## Start Data listing

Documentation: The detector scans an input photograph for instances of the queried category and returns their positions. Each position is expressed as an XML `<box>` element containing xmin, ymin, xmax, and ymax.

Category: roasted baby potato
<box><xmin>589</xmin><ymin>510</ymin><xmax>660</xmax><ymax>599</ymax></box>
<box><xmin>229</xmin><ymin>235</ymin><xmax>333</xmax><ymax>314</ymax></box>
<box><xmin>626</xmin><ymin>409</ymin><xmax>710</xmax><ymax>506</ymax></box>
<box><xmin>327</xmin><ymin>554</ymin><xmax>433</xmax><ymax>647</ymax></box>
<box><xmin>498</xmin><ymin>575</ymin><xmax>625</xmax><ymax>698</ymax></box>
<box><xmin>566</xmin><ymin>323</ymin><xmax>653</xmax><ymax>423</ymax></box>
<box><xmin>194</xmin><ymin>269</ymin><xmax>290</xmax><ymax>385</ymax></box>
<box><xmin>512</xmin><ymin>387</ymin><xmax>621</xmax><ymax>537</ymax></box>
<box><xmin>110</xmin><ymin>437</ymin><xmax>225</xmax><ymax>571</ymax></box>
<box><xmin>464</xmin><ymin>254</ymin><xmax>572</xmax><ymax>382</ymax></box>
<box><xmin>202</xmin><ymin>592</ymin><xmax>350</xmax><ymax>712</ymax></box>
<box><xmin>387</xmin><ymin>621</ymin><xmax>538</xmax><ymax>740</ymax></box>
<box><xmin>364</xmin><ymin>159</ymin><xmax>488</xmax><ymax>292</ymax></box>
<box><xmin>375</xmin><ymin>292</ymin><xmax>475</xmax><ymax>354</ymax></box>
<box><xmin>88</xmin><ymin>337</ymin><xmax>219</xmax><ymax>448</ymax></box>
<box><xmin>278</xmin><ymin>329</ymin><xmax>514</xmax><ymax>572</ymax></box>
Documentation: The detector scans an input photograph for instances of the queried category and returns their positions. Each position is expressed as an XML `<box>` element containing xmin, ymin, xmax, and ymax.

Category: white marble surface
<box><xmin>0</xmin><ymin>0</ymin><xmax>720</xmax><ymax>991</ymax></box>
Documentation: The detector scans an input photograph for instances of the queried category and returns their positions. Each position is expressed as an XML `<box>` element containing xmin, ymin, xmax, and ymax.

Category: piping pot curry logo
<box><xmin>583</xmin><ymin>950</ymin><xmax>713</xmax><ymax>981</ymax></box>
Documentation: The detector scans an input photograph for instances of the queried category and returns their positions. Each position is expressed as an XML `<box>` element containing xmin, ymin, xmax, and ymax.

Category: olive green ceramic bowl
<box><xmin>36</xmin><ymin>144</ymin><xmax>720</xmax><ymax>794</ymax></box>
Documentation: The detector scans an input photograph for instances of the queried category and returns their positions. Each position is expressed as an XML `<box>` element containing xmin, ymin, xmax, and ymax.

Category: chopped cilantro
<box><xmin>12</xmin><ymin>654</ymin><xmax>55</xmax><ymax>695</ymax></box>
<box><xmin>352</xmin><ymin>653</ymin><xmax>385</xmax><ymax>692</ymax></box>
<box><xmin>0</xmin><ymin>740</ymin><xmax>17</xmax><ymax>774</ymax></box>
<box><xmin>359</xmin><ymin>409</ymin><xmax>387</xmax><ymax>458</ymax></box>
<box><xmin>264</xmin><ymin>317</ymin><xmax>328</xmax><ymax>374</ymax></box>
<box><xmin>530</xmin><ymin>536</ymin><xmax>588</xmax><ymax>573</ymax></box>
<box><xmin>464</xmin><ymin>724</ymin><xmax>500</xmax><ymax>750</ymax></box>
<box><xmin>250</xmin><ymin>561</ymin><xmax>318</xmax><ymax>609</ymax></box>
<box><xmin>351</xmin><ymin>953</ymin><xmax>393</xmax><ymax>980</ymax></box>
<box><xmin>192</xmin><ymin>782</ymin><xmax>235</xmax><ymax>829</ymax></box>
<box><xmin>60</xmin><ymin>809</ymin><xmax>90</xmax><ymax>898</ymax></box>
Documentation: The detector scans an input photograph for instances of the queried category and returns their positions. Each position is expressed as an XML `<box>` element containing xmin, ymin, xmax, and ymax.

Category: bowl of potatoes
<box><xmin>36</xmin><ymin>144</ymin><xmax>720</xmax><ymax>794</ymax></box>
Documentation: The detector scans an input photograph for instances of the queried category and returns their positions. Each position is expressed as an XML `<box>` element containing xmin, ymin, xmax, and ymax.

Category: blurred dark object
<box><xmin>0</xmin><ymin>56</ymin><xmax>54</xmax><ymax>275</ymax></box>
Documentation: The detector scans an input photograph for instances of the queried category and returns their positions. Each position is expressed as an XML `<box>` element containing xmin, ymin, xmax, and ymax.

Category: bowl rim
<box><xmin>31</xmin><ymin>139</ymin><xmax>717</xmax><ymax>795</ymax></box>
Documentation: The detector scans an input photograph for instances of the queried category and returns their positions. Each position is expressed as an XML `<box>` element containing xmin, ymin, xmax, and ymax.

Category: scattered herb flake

## End Data listing

*Directions*.
Return each line of the listing above that contains the string "bowl", matching case exactly.

*Exercise result*.
Category: olive green ceramic bowl
Category: bowl of potatoes
Category: bowl rim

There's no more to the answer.